▸ EXERCISE PROMPT
Copy out each line below exactly as written.

(Excerpts from a dataset)
###
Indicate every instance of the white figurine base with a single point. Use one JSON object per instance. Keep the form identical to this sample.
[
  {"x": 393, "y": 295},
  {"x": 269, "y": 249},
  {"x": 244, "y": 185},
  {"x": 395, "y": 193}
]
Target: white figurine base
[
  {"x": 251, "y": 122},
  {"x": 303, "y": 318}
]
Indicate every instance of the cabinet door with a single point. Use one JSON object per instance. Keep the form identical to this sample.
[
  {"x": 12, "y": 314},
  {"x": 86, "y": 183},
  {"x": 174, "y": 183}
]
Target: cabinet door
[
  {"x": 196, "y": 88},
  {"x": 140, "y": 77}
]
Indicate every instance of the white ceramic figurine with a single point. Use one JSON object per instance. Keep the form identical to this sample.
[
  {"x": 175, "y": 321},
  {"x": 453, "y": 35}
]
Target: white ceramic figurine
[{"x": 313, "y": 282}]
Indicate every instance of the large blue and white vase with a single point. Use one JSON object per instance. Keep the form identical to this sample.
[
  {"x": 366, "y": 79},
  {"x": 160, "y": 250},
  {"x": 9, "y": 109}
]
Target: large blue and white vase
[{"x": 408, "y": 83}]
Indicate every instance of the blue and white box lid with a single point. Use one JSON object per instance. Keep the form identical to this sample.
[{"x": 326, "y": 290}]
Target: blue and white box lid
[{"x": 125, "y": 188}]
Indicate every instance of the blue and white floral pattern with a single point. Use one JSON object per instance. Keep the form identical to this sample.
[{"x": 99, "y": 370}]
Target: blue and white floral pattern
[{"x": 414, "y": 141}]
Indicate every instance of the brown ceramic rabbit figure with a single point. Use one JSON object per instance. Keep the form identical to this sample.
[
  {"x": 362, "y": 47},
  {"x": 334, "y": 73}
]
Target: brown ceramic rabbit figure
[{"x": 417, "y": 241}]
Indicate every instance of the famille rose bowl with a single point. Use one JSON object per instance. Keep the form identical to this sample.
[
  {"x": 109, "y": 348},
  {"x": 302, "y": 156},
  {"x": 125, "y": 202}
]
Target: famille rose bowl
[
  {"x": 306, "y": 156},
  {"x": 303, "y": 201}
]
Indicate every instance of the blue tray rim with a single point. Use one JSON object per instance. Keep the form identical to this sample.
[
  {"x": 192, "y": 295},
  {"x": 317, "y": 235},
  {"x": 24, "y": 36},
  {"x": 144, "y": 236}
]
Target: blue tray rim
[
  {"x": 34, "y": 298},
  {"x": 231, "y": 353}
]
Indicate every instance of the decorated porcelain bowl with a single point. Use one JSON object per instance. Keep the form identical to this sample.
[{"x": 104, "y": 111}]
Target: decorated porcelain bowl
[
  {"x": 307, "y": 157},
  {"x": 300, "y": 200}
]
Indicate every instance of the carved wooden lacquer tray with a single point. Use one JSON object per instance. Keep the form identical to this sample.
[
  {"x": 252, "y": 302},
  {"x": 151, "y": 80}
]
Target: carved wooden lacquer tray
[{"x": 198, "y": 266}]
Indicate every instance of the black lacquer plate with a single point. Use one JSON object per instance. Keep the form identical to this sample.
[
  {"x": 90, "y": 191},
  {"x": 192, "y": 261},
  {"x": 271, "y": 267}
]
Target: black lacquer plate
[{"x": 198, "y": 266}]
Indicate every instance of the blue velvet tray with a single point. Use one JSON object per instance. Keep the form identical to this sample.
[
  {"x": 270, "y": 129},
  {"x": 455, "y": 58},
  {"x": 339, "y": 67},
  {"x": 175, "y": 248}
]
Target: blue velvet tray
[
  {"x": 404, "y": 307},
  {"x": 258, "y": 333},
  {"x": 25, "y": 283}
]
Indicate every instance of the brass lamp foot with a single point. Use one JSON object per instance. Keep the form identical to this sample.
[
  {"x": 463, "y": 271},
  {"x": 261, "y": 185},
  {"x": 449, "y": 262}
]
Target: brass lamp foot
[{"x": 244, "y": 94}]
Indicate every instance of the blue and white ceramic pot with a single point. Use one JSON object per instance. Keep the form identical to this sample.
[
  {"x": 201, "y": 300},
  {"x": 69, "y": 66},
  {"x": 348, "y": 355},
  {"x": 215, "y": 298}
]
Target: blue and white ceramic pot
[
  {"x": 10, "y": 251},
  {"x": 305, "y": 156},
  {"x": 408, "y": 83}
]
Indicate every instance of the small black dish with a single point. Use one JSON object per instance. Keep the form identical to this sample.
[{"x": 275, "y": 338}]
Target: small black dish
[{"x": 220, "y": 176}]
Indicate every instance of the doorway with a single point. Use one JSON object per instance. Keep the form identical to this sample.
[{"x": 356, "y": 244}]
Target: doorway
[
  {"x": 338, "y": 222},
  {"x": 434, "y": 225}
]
###
▸ RESULT OF THIS TASK
Indicate every instance of the white figurine base with a single point. Use one JSON object per instance. Keep the form identical to this sample.
[
  {"x": 393, "y": 295},
  {"x": 269, "y": 249},
  {"x": 244, "y": 185},
  {"x": 395, "y": 193}
]
Target: white figurine base
[
  {"x": 251, "y": 122},
  {"x": 303, "y": 318}
]
Indicate every instance of the cabinet door with a single point. Use one JSON object per instance. Keep the form identical to this sample.
[
  {"x": 12, "y": 314},
  {"x": 86, "y": 183},
  {"x": 174, "y": 183}
]
Target: cabinet door
[
  {"x": 196, "y": 88},
  {"x": 140, "y": 77}
]
Indicate every instance of the white ceramic figurine with a single point. Use one JSON object per instance. Keep the form identical to this sample.
[
  {"x": 175, "y": 321},
  {"x": 453, "y": 35}
]
Target: white ceramic figurine
[{"x": 313, "y": 282}]
Indicate every instance of the large blue and white vase with a single point. Use one JSON object per instance. Keep the form identical to this sample.
[
  {"x": 366, "y": 79},
  {"x": 160, "y": 250},
  {"x": 9, "y": 109}
]
Target: large blue and white vase
[{"x": 408, "y": 83}]
Indicate every instance of the blue and white box lid with a single point. Use one JSON object per instance. Keep the form identical to this sample.
[{"x": 326, "y": 290}]
Target: blue and white box lid
[{"x": 125, "y": 188}]
Indicate every instance of the blue and white floral pattern with a single point. Use one JSON object per instance. Keep the form identical to this sample.
[{"x": 99, "y": 370}]
Target: blue and white floral pattern
[{"x": 414, "y": 141}]
Indicate every instance of the brown ceramic rabbit figure with a single point. Use one JSON object per instance. Keep the form identical to this sample.
[
  {"x": 362, "y": 47},
  {"x": 334, "y": 73}
]
Target: brown ceramic rabbit figure
[{"x": 417, "y": 241}]
Indicate every instance of the famille rose bowl with a single point. Use one JSON object per instance. Keep the form identical to this sample.
[
  {"x": 109, "y": 348},
  {"x": 302, "y": 156},
  {"x": 125, "y": 202}
]
Target: famille rose bowl
[
  {"x": 306, "y": 156},
  {"x": 303, "y": 201}
]
Indicate every instance of the blue tray rim with a single point. Use one JSON object per instance. Keep the form identical to this sample.
[
  {"x": 192, "y": 295},
  {"x": 317, "y": 235},
  {"x": 24, "y": 36},
  {"x": 144, "y": 236}
]
Target: blue tray rim
[
  {"x": 34, "y": 298},
  {"x": 231, "y": 353}
]
Indicate every instance of the decorated porcelain bowl with a single point. Use one JSON object per instance. Keep the form identical to this sample.
[{"x": 104, "y": 111}]
Target: decorated porcelain bowl
[
  {"x": 307, "y": 157},
  {"x": 300, "y": 200}
]
Indicate every instance of the carved wooden lacquer tray with a single point. Use one JSON object per instance. Keep the form identical to this sample.
[
  {"x": 252, "y": 302},
  {"x": 151, "y": 80}
]
Target: carved wooden lacquer tray
[{"x": 198, "y": 266}]
Indicate every instance of the black lacquer plate with a single point. Use one JSON object per instance. Keep the form identical to this sample.
[
  {"x": 90, "y": 191},
  {"x": 192, "y": 261},
  {"x": 271, "y": 267}
]
Target: black lacquer plate
[{"x": 198, "y": 266}]
Indicate every instance of the blue velvet tray with a single point. Use one JSON object per instance. Keep the form identical to this sample.
[
  {"x": 270, "y": 129},
  {"x": 455, "y": 58},
  {"x": 339, "y": 67},
  {"x": 175, "y": 248}
]
Target: blue velvet tray
[
  {"x": 404, "y": 307},
  {"x": 258, "y": 333},
  {"x": 25, "y": 283}
]
Indicate every instance of the brass lamp foot with a single point. Use one JSON object per instance. Keep the form identical to this sample.
[
  {"x": 463, "y": 271},
  {"x": 261, "y": 185},
  {"x": 449, "y": 262}
]
Target: brass lamp foot
[{"x": 244, "y": 94}]
Indicate every instance of the blue and white ceramic pot with a single point. Use one JSON object per instance. Keep the form identical to this sample.
[
  {"x": 201, "y": 300},
  {"x": 69, "y": 66},
  {"x": 348, "y": 355},
  {"x": 215, "y": 298}
]
Target: blue and white ceramic pot
[
  {"x": 10, "y": 251},
  {"x": 305, "y": 156},
  {"x": 408, "y": 83}
]
Indicate every instance of the small black dish with a single point. Use one JSON object per instance. Keep the form identical to this sample.
[{"x": 275, "y": 338}]
Target: small black dish
[{"x": 220, "y": 176}]
Indicate every instance of the doorway with a single point. Use one JSON object per instance. Keep the form identical to this sample.
[{"x": 356, "y": 244}]
Target: doorway
[
  {"x": 338, "y": 222},
  {"x": 434, "y": 225}
]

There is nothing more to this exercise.